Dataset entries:

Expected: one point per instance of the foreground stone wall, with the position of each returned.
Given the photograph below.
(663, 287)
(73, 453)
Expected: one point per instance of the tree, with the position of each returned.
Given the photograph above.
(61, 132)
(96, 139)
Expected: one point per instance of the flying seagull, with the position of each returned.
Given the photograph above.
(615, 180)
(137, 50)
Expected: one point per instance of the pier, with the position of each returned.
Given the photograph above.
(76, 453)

---

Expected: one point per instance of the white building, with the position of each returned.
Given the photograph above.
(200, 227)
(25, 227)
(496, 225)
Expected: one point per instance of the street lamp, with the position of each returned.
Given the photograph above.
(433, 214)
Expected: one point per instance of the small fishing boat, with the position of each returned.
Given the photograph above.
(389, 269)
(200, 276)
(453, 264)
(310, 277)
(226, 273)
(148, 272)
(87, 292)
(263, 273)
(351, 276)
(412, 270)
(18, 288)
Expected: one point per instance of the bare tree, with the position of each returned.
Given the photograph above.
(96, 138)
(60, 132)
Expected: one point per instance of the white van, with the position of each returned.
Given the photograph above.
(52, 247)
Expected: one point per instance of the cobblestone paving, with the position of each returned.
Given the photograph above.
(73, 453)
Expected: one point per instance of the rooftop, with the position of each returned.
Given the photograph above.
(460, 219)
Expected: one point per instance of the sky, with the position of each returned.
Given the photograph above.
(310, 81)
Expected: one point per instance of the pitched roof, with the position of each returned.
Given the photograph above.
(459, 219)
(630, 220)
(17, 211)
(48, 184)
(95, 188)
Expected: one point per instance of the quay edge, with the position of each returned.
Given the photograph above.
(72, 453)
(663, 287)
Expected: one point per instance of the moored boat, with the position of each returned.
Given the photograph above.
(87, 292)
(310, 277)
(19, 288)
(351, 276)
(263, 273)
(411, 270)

▶ [What this task involves] Each line of the data that holds "boat" should be reported.

▶ [Written answer]
Expected: one point per instance of the small fishing boat, with the position of each returned.
Expected: one point per instance of the moored boat, with the position of each returned.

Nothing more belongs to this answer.